Turn every line in the records below into a numbered list, dropping any blank lines.

[start]

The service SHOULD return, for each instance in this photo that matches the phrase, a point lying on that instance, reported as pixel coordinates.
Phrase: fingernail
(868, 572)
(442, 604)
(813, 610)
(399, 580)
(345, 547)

[end]

FULL ANSWER –
1. The service SHOULD return, for each instance in this photo that matches the phrase, a point lying on that instance, reported as pixel coordinates.
2. Phrase: fingernail
3. (868, 572)
4. (442, 604)
5. (813, 610)
6. (399, 580)
7. (345, 547)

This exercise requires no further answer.